■ DIRECTION ■
Revise every row below, putting "polygon mask" wherever "segmentation" occurs and leaving all other text unchanged.

■ DATA SHOWN ■
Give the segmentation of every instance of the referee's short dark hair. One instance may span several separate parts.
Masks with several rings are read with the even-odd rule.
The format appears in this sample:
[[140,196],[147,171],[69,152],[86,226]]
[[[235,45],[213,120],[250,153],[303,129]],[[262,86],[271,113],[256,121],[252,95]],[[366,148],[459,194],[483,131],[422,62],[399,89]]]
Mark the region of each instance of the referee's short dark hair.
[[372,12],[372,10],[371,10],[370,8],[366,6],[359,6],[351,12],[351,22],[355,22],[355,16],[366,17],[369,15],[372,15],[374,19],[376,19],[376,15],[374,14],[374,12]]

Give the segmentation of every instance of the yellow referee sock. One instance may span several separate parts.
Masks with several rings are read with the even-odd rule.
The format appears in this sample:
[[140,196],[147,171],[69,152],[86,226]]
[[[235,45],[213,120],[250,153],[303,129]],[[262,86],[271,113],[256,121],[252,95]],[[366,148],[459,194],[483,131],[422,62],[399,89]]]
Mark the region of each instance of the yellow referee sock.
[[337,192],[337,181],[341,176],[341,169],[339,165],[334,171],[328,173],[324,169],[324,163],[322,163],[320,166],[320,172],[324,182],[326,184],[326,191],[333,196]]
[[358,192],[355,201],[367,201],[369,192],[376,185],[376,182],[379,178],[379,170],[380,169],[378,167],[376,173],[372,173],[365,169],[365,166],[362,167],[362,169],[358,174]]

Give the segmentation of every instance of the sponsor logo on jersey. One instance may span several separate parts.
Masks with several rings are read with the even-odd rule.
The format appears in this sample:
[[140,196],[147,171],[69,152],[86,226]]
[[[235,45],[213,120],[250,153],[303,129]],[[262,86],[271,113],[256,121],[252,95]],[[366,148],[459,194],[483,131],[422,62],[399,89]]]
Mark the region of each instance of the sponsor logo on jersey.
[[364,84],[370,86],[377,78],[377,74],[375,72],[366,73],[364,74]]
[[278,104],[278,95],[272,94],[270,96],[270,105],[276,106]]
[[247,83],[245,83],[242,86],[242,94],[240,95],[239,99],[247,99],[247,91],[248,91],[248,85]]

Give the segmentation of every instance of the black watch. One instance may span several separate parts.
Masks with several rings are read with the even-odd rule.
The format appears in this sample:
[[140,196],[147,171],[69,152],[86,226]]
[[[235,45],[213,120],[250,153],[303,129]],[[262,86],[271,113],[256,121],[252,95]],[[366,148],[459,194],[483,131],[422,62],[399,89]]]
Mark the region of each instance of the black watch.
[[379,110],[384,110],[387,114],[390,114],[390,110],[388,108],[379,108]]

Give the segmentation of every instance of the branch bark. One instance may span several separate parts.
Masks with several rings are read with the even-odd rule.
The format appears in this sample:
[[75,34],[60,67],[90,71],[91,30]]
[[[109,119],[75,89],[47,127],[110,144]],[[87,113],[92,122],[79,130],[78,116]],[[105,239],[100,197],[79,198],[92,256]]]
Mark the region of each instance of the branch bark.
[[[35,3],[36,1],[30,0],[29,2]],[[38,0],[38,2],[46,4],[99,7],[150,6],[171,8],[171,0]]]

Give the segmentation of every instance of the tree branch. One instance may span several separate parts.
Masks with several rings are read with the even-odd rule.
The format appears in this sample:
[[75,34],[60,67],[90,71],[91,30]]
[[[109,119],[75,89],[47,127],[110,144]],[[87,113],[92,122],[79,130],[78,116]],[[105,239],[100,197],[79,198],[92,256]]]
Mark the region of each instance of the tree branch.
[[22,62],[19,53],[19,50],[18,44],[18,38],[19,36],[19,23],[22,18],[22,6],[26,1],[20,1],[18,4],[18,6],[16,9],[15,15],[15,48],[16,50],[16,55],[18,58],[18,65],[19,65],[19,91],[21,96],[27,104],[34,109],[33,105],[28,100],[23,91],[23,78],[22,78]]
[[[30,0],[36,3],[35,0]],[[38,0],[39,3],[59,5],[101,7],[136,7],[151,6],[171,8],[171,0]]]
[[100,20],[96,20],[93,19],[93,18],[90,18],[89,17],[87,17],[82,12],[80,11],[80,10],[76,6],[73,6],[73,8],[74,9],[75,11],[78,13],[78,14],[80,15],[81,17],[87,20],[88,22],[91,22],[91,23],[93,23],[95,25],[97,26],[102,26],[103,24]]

■ REPLY TO THE EXERCISE ■
Give the polygon mask of every instance of the referee's short dark hair. One instance may span several separate parts.
Masks with several rings are read with the even-odd rule.
The format appears in this sample:
[[140,196],[147,171],[69,152],[86,226]]
[[[235,45],[213,120],[250,153],[303,129]],[[262,86],[271,113],[256,121],[252,95]],[[366,148],[459,194],[483,131],[422,62],[399,89]]]
Mark the region of each instance of the referee's short dark hair.
[[372,12],[372,10],[371,10],[370,8],[366,6],[359,6],[351,12],[351,22],[355,22],[355,16],[366,17],[369,15],[372,15],[374,19],[376,19],[376,15],[374,14],[374,12]]

Give the polygon mask of every instance of the yellow referee sock. One instance may span several separate parts.
Masks with several rings are read with the even-odd rule.
The format appears in this sample:
[[140,196],[147,171],[69,152],[86,226]]
[[[235,45],[213,120],[250,153],[303,129]],[[262,86],[271,113],[256,121],[252,95]],[[366,148],[459,194],[483,131],[422,62],[399,89]]]
Mark the region of each instance of the yellow referee sock.
[[337,192],[337,181],[341,176],[341,169],[339,165],[334,171],[328,173],[324,169],[324,163],[322,163],[320,166],[320,172],[324,182],[326,184],[326,191],[333,196]]
[[358,192],[355,201],[367,201],[369,192],[376,185],[376,182],[379,178],[379,170],[380,169],[378,167],[376,173],[372,173],[365,169],[365,166],[362,167],[362,169],[358,174]]

Give the polygon mask of every instance of the sponsor logo on jersey. One instance may span several separate parts.
Masks with several rings are read with the even-odd rule.
The format appears in this sample:
[[140,196],[147,171],[69,152],[86,226]]
[[[235,45],[213,120],[250,153],[303,129]],[[262,86],[271,113],[256,121],[252,95]],[[366,148],[459,194],[483,131],[422,62],[399,89]]]
Mark the region of each instance of the sponsor logo on jersey.
[[364,84],[370,86],[377,78],[377,74],[375,72],[366,73],[364,74]]
[[278,104],[278,95],[272,94],[270,96],[270,105],[276,106]]
[[247,83],[245,83],[242,86],[242,94],[240,95],[239,99],[247,99],[247,91],[248,91],[248,85]]

Give the polygon mask of every instance of the black watch. One instance may span several separate parts.
Masks with several rings are read with the even-odd rule.
The format appears in this sample:
[[140,196],[147,171],[69,152],[86,226]]
[[[235,45],[213,120],[250,153],[303,129]],[[262,86],[271,113],[256,121],[252,95]],[[366,148],[459,194],[483,131],[422,62],[399,89]]]
Mark the region of each instance of the black watch.
[[379,110],[384,110],[387,114],[390,114],[390,110],[388,108],[379,108]]

Give the polygon mask of every instance of the branch bark. One instance may span several separate parts.
Masks with several rings are read with the even-odd rule.
The format appears in this sample:
[[75,34],[60,67],[90,71],[91,30]]
[[[109,119],[75,89],[47,127],[110,144]],[[87,113],[92,122],[79,130],[78,116]],[[105,239],[100,197],[79,198],[92,256]]]
Mark the region of each instance of the branch bark.
[[[35,3],[36,1],[30,0],[29,2]],[[38,0],[38,2],[46,4],[99,7],[150,6],[171,8],[171,0]]]

Give the polygon mask of every instance of the tree branch. One instance may span several separate parts.
Masks with several rings are read with the even-odd rule.
The format appears in this sample:
[[75,34],[60,67],[90,71],[91,30]]
[[[109,119],[75,89],[47,127],[110,144]],[[87,113],[92,122],[79,130],[78,116]],[[105,239],[100,197],[79,198],[92,256]]]
Mark the region of each instance of the tree branch.
[[22,62],[19,53],[19,50],[18,44],[18,38],[19,36],[19,23],[22,18],[22,6],[26,1],[20,1],[18,4],[18,6],[16,9],[15,15],[15,48],[16,50],[16,55],[18,58],[18,65],[19,65],[19,91],[21,96],[27,104],[34,109],[33,105],[28,100],[23,91],[23,78],[22,78]]
[[[30,0],[36,3],[35,0]],[[38,0],[39,3],[59,5],[101,7],[136,7],[151,6],[171,8],[171,0]]]
[[100,20],[96,20],[93,19],[93,18],[90,18],[89,17],[87,17],[82,12],[80,11],[80,10],[76,6],[73,6],[73,8],[74,9],[75,11],[78,13],[78,14],[80,15],[81,17],[87,20],[88,22],[91,22],[91,23],[93,23],[95,25],[97,26],[102,26],[103,24]]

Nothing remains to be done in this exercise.